ACTION ITEM - The lines from the top of the material below through the line containing "[[410, 362]]" are to be printed exactly, with pictures omitted.

RECORD EXTRACTS -
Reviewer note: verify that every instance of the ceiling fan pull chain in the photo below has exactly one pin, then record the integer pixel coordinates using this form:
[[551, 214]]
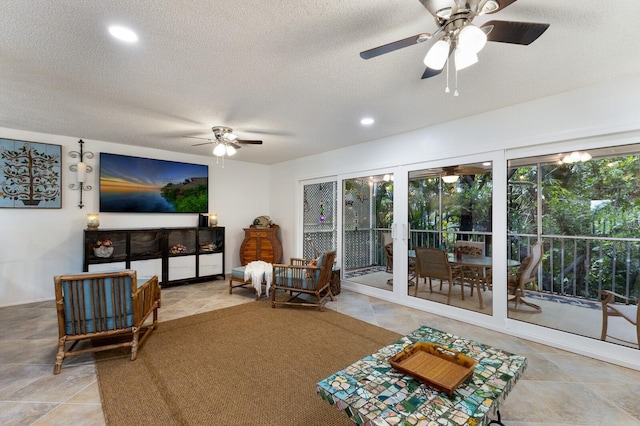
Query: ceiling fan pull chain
[[455, 92], [446, 89]]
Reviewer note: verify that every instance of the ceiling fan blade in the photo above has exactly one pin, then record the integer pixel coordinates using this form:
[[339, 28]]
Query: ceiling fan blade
[[430, 72], [501, 5], [249, 142], [196, 137], [210, 141], [514, 32], [406, 42]]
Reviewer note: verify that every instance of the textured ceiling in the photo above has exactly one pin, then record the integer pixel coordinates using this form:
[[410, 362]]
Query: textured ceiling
[[287, 72]]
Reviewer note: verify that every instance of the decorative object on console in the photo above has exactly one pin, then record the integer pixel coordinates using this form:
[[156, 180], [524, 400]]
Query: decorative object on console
[[262, 222], [93, 221], [103, 248], [30, 174], [81, 169]]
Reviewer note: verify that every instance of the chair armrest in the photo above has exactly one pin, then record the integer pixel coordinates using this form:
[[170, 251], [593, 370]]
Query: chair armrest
[[281, 265], [610, 296], [145, 299]]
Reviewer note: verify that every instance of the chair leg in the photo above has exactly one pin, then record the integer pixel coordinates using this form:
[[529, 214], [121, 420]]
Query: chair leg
[[134, 343], [605, 321], [59, 356]]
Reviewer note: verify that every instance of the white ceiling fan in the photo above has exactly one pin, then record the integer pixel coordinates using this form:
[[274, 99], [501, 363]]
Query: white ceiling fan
[[226, 142], [458, 37]]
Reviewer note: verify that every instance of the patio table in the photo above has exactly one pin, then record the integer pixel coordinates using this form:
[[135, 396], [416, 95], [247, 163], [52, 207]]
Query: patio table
[[371, 392], [480, 264]]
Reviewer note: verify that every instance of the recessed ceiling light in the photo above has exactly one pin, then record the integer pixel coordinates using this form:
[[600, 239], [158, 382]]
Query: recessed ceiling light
[[123, 34]]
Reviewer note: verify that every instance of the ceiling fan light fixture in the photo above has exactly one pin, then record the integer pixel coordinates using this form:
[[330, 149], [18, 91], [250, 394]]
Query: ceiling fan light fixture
[[464, 58], [444, 13], [230, 137], [472, 38], [489, 6], [438, 54]]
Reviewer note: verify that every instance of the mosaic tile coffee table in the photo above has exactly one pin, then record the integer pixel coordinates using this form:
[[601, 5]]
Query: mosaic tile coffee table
[[371, 392]]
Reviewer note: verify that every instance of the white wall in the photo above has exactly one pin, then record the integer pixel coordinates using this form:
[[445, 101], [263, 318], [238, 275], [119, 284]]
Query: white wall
[[36, 244]]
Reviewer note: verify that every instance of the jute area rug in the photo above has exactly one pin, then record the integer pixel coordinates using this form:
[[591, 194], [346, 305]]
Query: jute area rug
[[245, 365]]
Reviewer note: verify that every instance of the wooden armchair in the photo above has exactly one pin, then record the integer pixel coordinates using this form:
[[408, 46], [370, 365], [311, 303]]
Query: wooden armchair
[[526, 274], [100, 305], [434, 263], [626, 310], [304, 277]]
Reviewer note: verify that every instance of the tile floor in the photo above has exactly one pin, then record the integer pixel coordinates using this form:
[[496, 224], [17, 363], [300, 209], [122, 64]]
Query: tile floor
[[558, 387]]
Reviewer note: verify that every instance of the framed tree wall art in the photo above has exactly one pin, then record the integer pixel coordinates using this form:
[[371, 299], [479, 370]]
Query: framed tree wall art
[[30, 175]]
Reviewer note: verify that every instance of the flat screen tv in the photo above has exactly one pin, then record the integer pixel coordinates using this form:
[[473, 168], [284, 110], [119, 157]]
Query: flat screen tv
[[144, 185]]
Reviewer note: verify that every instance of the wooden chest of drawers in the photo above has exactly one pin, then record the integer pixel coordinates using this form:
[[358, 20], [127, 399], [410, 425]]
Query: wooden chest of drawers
[[261, 244]]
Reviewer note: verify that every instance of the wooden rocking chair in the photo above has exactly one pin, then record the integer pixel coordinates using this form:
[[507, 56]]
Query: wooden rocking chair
[[304, 277], [101, 305]]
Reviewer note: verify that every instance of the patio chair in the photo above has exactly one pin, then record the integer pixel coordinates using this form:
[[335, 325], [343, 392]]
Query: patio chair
[[474, 276], [526, 274], [388, 255], [103, 305], [626, 310], [304, 278], [434, 263]]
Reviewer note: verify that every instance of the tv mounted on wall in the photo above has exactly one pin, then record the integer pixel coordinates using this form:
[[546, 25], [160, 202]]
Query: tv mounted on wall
[[144, 185]]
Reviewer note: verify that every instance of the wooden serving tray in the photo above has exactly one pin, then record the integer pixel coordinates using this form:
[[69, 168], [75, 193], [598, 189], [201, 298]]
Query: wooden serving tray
[[440, 367]]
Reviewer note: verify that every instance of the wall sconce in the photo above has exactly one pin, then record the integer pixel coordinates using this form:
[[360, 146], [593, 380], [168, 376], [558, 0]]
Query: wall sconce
[[577, 157], [93, 221], [81, 169]]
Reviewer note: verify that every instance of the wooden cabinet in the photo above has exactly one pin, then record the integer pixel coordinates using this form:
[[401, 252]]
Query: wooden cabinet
[[175, 255], [261, 244]]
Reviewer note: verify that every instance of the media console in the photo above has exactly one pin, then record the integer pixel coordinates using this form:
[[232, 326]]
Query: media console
[[175, 255]]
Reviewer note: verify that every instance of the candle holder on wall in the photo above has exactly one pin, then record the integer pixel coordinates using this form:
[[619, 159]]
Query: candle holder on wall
[[81, 169]]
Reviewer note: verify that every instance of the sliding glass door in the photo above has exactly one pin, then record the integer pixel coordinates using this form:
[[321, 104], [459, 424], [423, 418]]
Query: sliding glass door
[[450, 211], [367, 218]]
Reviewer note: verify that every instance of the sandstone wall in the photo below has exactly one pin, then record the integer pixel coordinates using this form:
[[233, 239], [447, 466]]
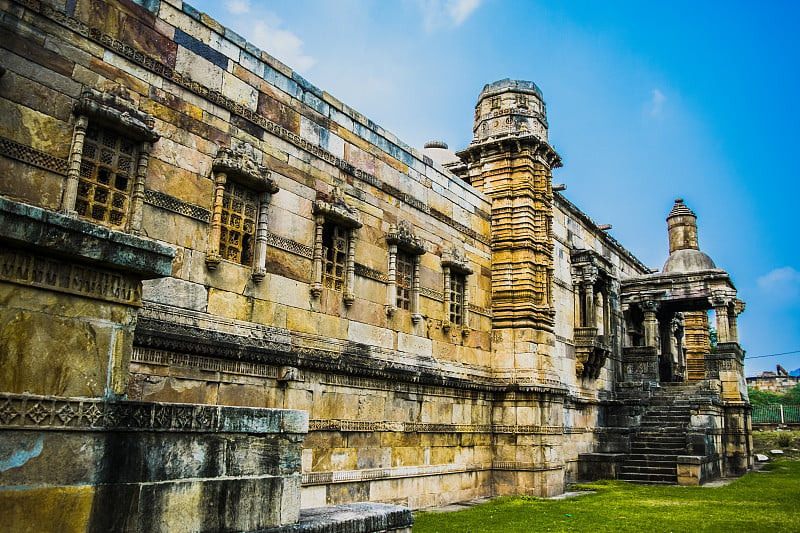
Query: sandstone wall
[[402, 408]]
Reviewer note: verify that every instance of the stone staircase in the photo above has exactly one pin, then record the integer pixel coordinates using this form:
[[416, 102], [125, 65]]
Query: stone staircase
[[661, 437]]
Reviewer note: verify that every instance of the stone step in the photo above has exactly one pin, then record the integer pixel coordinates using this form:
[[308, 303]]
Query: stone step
[[665, 479], [649, 450], [651, 458], [635, 470], [668, 436], [666, 419]]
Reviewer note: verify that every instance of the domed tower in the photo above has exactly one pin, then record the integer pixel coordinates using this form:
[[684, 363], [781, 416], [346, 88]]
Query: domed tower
[[510, 160], [684, 252]]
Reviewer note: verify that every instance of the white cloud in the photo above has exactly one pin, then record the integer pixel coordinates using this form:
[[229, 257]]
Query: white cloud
[[238, 7], [283, 44], [656, 104], [781, 283], [437, 14]]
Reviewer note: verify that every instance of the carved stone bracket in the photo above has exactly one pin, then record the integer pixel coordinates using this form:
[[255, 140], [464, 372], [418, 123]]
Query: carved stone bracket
[[241, 166], [114, 109]]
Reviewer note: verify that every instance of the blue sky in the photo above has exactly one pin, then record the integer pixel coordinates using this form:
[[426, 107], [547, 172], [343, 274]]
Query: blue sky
[[647, 101]]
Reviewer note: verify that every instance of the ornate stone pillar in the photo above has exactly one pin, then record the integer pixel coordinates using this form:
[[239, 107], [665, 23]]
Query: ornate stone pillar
[[212, 255], [416, 316], [721, 305], [391, 278], [73, 174], [650, 308], [588, 303], [137, 194], [260, 248], [350, 277], [316, 285]]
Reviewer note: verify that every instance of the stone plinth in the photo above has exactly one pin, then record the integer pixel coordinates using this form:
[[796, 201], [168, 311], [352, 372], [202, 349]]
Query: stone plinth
[[640, 363], [594, 466], [352, 518], [75, 464], [70, 292], [697, 469]]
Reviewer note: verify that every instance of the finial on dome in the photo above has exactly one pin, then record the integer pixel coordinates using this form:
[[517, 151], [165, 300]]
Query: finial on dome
[[436, 144]]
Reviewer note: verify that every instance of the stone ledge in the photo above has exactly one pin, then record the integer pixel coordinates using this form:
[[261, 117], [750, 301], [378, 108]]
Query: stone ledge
[[34, 227], [351, 518], [28, 411]]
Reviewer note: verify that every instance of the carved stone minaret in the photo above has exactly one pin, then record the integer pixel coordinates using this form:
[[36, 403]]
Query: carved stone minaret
[[510, 160]]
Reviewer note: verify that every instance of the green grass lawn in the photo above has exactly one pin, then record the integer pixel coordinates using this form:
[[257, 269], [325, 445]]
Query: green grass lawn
[[760, 501]]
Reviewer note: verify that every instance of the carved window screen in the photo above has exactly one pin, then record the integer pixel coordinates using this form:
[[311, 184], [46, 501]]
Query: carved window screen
[[334, 256], [107, 173], [404, 280], [238, 223], [457, 283]]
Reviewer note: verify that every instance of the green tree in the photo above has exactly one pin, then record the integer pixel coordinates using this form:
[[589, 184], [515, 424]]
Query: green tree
[[759, 397], [792, 396]]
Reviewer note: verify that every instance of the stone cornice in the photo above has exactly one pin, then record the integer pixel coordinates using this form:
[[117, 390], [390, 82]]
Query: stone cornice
[[36, 228]]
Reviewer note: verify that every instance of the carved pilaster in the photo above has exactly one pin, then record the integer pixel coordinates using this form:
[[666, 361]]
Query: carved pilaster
[[212, 255], [73, 174]]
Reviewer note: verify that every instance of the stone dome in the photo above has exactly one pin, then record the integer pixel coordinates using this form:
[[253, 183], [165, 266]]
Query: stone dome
[[440, 153], [688, 260]]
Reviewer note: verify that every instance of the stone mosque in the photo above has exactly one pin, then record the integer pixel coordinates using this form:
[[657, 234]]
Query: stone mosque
[[230, 301]]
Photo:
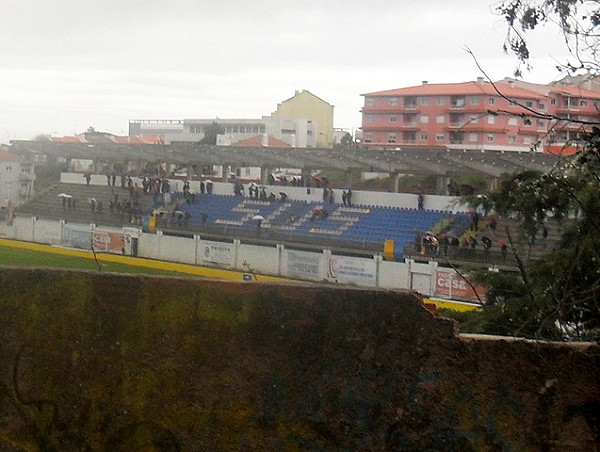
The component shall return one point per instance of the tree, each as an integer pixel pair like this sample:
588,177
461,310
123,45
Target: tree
578,21
557,296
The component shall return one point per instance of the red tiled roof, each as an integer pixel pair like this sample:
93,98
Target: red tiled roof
573,91
257,141
6,156
450,89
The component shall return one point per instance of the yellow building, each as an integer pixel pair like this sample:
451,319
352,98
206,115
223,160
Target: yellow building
304,120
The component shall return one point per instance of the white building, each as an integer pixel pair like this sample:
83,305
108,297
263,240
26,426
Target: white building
17,176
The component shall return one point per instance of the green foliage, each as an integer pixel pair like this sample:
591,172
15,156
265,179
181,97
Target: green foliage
578,20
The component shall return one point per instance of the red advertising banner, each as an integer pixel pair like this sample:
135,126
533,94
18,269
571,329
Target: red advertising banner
448,284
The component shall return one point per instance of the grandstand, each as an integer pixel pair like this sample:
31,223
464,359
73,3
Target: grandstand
356,230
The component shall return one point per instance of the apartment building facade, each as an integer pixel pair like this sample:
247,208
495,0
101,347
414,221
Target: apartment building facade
478,115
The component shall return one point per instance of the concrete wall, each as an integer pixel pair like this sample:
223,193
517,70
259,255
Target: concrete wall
276,260
103,362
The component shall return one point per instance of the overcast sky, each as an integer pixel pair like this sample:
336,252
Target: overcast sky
66,65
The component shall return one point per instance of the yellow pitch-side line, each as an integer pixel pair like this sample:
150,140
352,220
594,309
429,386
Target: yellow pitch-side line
141,262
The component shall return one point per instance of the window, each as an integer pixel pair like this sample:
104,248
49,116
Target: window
457,102
410,119
456,119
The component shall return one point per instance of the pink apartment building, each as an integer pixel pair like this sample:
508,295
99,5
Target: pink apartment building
508,115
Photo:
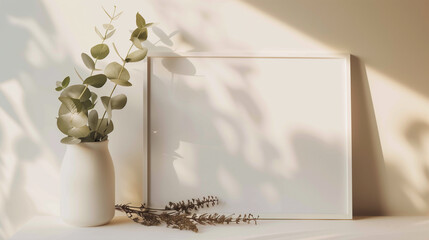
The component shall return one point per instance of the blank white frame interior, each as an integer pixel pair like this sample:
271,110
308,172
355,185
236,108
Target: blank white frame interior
268,134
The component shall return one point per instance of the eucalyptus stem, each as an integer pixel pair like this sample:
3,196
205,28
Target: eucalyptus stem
95,62
111,93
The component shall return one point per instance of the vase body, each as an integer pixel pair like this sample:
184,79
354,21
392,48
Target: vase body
87,184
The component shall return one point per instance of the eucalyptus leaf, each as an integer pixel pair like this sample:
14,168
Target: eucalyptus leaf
140,33
73,105
121,82
93,119
99,33
110,34
140,22
70,140
87,105
137,55
148,25
108,26
87,60
96,80
100,51
105,101
74,91
136,42
105,127
118,101
71,120
115,70
93,97
77,73
65,82
117,52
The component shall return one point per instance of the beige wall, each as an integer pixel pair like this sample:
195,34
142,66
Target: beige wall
387,38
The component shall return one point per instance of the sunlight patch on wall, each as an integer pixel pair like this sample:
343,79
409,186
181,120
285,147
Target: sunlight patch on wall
403,123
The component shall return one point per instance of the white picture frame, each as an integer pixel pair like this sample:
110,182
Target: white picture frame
328,62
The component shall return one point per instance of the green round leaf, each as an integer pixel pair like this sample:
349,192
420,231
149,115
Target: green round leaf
87,105
65,82
72,105
137,55
105,127
99,33
140,33
100,51
136,42
96,80
119,101
110,34
115,70
70,140
74,91
121,82
70,120
93,97
140,22
73,124
87,60
108,106
93,119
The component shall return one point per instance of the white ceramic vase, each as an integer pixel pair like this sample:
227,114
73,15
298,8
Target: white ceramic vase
87,184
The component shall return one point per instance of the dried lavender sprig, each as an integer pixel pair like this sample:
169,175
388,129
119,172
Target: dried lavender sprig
177,215
192,205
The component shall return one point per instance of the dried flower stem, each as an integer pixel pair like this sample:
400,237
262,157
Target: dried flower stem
178,215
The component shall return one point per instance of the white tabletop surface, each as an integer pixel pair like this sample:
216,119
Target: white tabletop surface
47,227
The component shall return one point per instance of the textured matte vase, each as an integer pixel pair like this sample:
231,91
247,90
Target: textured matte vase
87,184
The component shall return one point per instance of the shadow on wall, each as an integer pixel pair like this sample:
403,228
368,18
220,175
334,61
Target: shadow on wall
391,37
368,165
31,61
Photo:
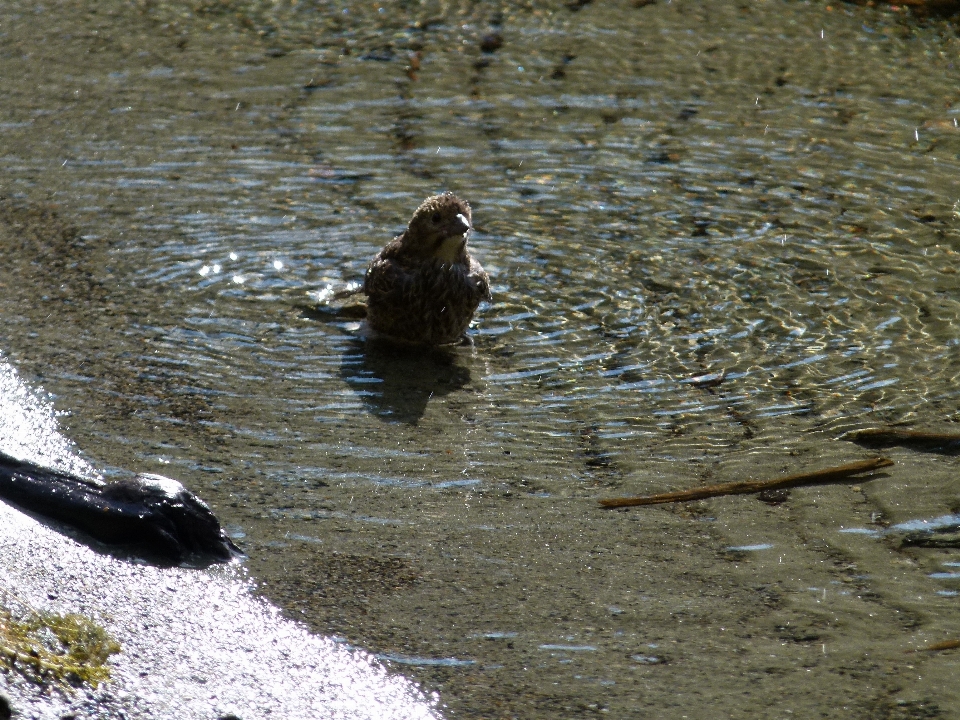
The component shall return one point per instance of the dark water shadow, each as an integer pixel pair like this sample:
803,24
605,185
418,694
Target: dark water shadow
396,382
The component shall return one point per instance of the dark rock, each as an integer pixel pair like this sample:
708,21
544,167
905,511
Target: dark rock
152,513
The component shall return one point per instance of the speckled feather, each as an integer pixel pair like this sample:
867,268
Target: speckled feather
424,287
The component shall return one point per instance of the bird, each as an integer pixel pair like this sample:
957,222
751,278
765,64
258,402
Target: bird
423,287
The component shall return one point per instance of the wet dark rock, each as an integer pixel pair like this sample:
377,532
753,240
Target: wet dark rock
155,515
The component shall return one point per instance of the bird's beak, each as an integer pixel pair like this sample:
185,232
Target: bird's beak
463,224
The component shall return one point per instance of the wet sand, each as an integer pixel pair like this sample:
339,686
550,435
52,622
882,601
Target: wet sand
515,597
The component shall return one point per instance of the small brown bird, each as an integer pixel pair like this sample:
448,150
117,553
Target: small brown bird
424,287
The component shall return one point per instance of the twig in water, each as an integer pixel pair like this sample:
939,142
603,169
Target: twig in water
751,486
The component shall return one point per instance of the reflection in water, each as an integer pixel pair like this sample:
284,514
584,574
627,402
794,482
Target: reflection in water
395,381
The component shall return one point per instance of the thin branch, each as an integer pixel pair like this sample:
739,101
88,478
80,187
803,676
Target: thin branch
816,477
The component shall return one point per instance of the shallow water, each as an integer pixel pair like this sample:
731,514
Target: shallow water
719,236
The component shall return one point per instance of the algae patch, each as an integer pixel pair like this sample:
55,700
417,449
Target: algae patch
56,649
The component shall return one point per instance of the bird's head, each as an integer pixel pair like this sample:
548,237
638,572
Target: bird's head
439,227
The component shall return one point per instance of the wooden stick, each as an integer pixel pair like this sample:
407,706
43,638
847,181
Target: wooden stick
816,477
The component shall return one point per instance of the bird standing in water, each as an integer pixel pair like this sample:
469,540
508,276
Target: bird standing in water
424,287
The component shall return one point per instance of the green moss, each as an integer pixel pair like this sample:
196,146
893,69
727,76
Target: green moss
59,649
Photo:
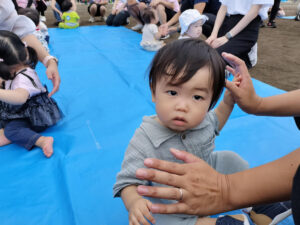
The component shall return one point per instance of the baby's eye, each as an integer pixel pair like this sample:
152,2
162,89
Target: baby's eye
172,93
198,97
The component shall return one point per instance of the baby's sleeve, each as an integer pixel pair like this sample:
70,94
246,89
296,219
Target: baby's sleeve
214,121
133,160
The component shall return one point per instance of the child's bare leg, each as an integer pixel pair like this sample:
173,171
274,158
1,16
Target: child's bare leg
3,139
46,144
206,221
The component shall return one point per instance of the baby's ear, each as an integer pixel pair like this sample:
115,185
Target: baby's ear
153,95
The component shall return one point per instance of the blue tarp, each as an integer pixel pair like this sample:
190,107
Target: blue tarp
104,94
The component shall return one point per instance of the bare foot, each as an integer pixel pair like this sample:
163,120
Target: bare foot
3,139
46,144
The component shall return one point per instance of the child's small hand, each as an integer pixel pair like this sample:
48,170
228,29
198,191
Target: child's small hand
139,213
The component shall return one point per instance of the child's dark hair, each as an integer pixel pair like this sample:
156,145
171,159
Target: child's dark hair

TASK SOLUTION -
Reviewer note: verify that every instance of the ceiling fan pull chain in the photo below has exactly one pin, then record the integer pixel coordinates using this form:
[[551, 214]]
Query: ceiling fan pull chain
[[455, 92], [446, 89]]
Reviewer note: verify that every instance of the ceiling fan blade in the photo above has exactly one pin, then record the integer pixel coordinates using this form:
[[339, 28]]
Query: ceiling fan blade
[[430, 72], [501, 5], [249, 142], [196, 137], [210, 141], [514, 32], [406, 42]]
Reviewer note: verify that every instance of the textured ceiling in the photo above has exactly one pin, then record the integer pixel coordinates using this form:
[[410, 362]]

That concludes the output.